**Source data:**
********************

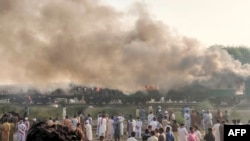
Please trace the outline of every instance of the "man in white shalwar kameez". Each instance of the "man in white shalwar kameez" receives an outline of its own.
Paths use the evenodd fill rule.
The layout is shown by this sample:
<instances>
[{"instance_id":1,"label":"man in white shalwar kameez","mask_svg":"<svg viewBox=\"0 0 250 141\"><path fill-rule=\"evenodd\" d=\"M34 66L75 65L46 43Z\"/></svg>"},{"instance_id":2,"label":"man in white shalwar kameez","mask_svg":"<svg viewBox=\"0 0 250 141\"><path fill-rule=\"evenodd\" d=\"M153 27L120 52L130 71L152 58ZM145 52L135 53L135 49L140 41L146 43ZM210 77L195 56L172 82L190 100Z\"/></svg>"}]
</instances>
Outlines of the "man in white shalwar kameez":
<instances>
[{"instance_id":1,"label":"man in white shalwar kameez","mask_svg":"<svg viewBox=\"0 0 250 141\"><path fill-rule=\"evenodd\" d=\"M99 126L99 137L100 136L106 136L106 130L107 130L107 118L106 115L103 114L101 121L100 121L100 126Z\"/></svg>"},{"instance_id":2,"label":"man in white shalwar kameez","mask_svg":"<svg viewBox=\"0 0 250 141\"><path fill-rule=\"evenodd\" d=\"M85 122L85 132L86 132L86 141L92 141L93 140L92 126L91 124L89 124L88 120L86 120Z\"/></svg>"},{"instance_id":3,"label":"man in white shalwar kameez","mask_svg":"<svg viewBox=\"0 0 250 141\"><path fill-rule=\"evenodd\" d=\"M158 124L159 124L159 122L156 120L155 117L153 118L153 121L151 121L151 122L149 123L149 125L152 126L152 130L155 130L155 129L157 128Z\"/></svg>"},{"instance_id":4,"label":"man in white shalwar kameez","mask_svg":"<svg viewBox=\"0 0 250 141\"><path fill-rule=\"evenodd\" d=\"M106 141L112 141L114 139L114 120L113 116L109 118L107 116L107 138Z\"/></svg>"},{"instance_id":5,"label":"man in white shalwar kameez","mask_svg":"<svg viewBox=\"0 0 250 141\"><path fill-rule=\"evenodd\" d=\"M191 117L190 117L190 113L188 111L185 111L184 123L186 125L187 130L189 130L189 128L191 126Z\"/></svg>"},{"instance_id":6,"label":"man in white shalwar kameez","mask_svg":"<svg viewBox=\"0 0 250 141\"><path fill-rule=\"evenodd\" d=\"M150 112L148 114L148 124L150 124L150 122L153 121L153 118L154 118L154 114L152 112Z\"/></svg>"},{"instance_id":7,"label":"man in white shalwar kameez","mask_svg":"<svg viewBox=\"0 0 250 141\"><path fill-rule=\"evenodd\" d=\"M185 124L181 124L181 127L178 128L178 137L179 141L187 141L188 131L185 127Z\"/></svg>"},{"instance_id":8,"label":"man in white shalwar kameez","mask_svg":"<svg viewBox=\"0 0 250 141\"><path fill-rule=\"evenodd\" d=\"M124 120L125 118L122 116L122 114L119 114L119 116L117 117L120 123L120 135L123 136L124 135Z\"/></svg>"},{"instance_id":9,"label":"man in white shalwar kameez","mask_svg":"<svg viewBox=\"0 0 250 141\"><path fill-rule=\"evenodd\" d=\"M100 129L100 123L101 123L102 115L99 114L97 118L97 128L96 128L96 136L99 136L99 129Z\"/></svg>"},{"instance_id":10,"label":"man in white shalwar kameez","mask_svg":"<svg viewBox=\"0 0 250 141\"><path fill-rule=\"evenodd\" d=\"M213 126L215 141L220 141L220 120L217 120L217 123Z\"/></svg>"},{"instance_id":11,"label":"man in white shalwar kameez","mask_svg":"<svg viewBox=\"0 0 250 141\"><path fill-rule=\"evenodd\" d=\"M141 129L142 128L142 120L137 117L135 124L135 138L141 139Z\"/></svg>"},{"instance_id":12,"label":"man in white shalwar kameez","mask_svg":"<svg viewBox=\"0 0 250 141\"><path fill-rule=\"evenodd\" d=\"M205 114L204 123L205 123L205 133L208 133L208 128L212 128L213 125L213 115L209 110Z\"/></svg>"},{"instance_id":13,"label":"man in white shalwar kameez","mask_svg":"<svg viewBox=\"0 0 250 141\"><path fill-rule=\"evenodd\" d=\"M133 119L132 115L129 115L129 119L127 121L127 135L131 136L132 132L135 132L136 121Z\"/></svg>"}]
</instances>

********************

What is needed is the whole listing again, exactly as written, with the images left out.

Please trace the outline of every instance of the "man in white shalwar kameez". Each instance of the "man in white shalwar kameez" receives an outline of its own.
Paths use the evenodd fill rule.
The layout is shown by this sample:
<instances>
[{"instance_id":1,"label":"man in white shalwar kameez","mask_svg":"<svg viewBox=\"0 0 250 141\"><path fill-rule=\"evenodd\" d=\"M34 66L75 65L46 43Z\"/></svg>"},{"instance_id":2,"label":"man in white shalwar kameez","mask_svg":"<svg viewBox=\"0 0 250 141\"><path fill-rule=\"evenodd\" d=\"M153 27L120 52L130 71L152 58ZM145 52L135 53L135 49L140 41L146 43ZM210 77L195 56L172 82L190 100Z\"/></svg>"}]
</instances>
Outlines of the "man in white shalwar kameez":
<instances>
[{"instance_id":1,"label":"man in white shalwar kameez","mask_svg":"<svg viewBox=\"0 0 250 141\"><path fill-rule=\"evenodd\" d=\"M99 126L99 137L100 136L106 136L106 130L107 130L107 118L106 115L103 114L101 121L100 121L100 126Z\"/></svg>"},{"instance_id":2,"label":"man in white shalwar kameez","mask_svg":"<svg viewBox=\"0 0 250 141\"><path fill-rule=\"evenodd\" d=\"M85 122L85 132L86 132L86 141L92 141L93 140L92 126L91 124L89 124L88 120L86 120Z\"/></svg>"},{"instance_id":3,"label":"man in white shalwar kameez","mask_svg":"<svg viewBox=\"0 0 250 141\"><path fill-rule=\"evenodd\" d=\"M158 124L159 124L159 122L156 120L155 117L153 118L153 121L151 121L151 122L149 123L149 125L152 126L152 130L155 130L155 129L157 128Z\"/></svg>"},{"instance_id":4,"label":"man in white shalwar kameez","mask_svg":"<svg viewBox=\"0 0 250 141\"><path fill-rule=\"evenodd\" d=\"M106 141L112 141L114 139L114 120L113 116L109 118L107 116L107 138Z\"/></svg>"},{"instance_id":5,"label":"man in white shalwar kameez","mask_svg":"<svg viewBox=\"0 0 250 141\"><path fill-rule=\"evenodd\" d=\"M191 117L190 117L190 113L188 111L185 111L184 123L186 125L187 130L189 130L189 128L191 126Z\"/></svg>"},{"instance_id":6,"label":"man in white shalwar kameez","mask_svg":"<svg viewBox=\"0 0 250 141\"><path fill-rule=\"evenodd\" d=\"M150 112L148 114L148 124L150 124L150 122L153 121L153 118L154 118L154 114L152 112Z\"/></svg>"},{"instance_id":7,"label":"man in white shalwar kameez","mask_svg":"<svg viewBox=\"0 0 250 141\"><path fill-rule=\"evenodd\" d=\"M185 124L181 124L181 127L178 128L178 137L179 141L187 141L188 131L185 127Z\"/></svg>"},{"instance_id":8,"label":"man in white shalwar kameez","mask_svg":"<svg viewBox=\"0 0 250 141\"><path fill-rule=\"evenodd\" d=\"M124 120L125 118L122 116L122 114L119 114L119 116L117 117L120 123L120 135L123 136L124 135Z\"/></svg>"},{"instance_id":9,"label":"man in white shalwar kameez","mask_svg":"<svg viewBox=\"0 0 250 141\"><path fill-rule=\"evenodd\" d=\"M100 129L100 123L101 123L102 115L99 114L97 118L97 128L96 128L96 136L99 136L99 129Z\"/></svg>"},{"instance_id":10,"label":"man in white shalwar kameez","mask_svg":"<svg viewBox=\"0 0 250 141\"><path fill-rule=\"evenodd\" d=\"M213 126L215 141L220 141L220 120L217 120L217 123Z\"/></svg>"},{"instance_id":11,"label":"man in white shalwar kameez","mask_svg":"<svg viewBox=\"0 0 250 141\"><path fill-rule=\"evenodd\" d=\"M141 129L142 128L142 120L137 117L135 124L135 138L141 139Z\"/></svg>"},{"instance_id":12,"label":"man in white shalwar kameez","mask_svg":"<svg viewBox=\"0 0 250 141\"><path fill-rule=\"evenodd\" d=\"M205 114L204 123L205 123L205 133L208 133L208 128L212 128L213 125L213 115L209 110Z\"/></svg>"},{"instance_id":13,"label":"man in white shalwar kameez","mask_svg":"<svg viewBox=\"0 0 250 141\"><path fill-rule=\"evenodd\" d=\"M133 119L132 115L129 115L129 119L127 121L127 135L131 136L132 132L135 132L136 121Z\"/></svg>"}]
</instances>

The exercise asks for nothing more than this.